## Prompt
How many lines of the items below contain the string "each", with case counting? Give only the number.

----------

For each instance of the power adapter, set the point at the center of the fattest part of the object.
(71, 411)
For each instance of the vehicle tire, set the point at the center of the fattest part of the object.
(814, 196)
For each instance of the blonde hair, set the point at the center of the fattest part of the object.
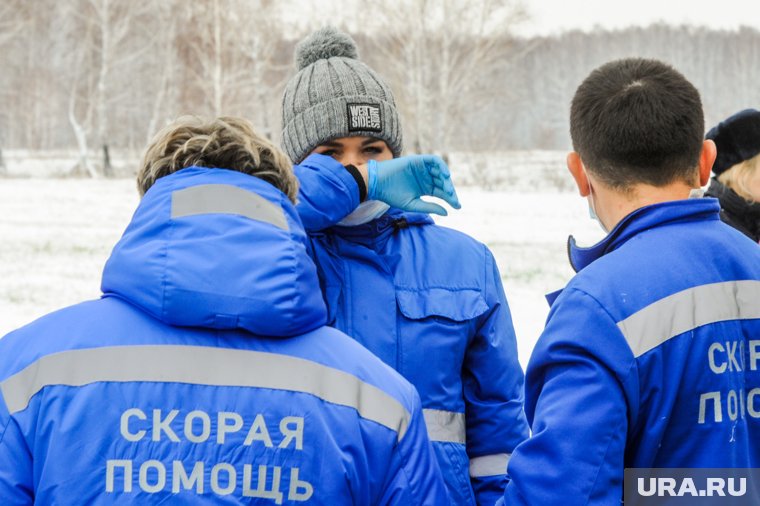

----------

## Full answer
3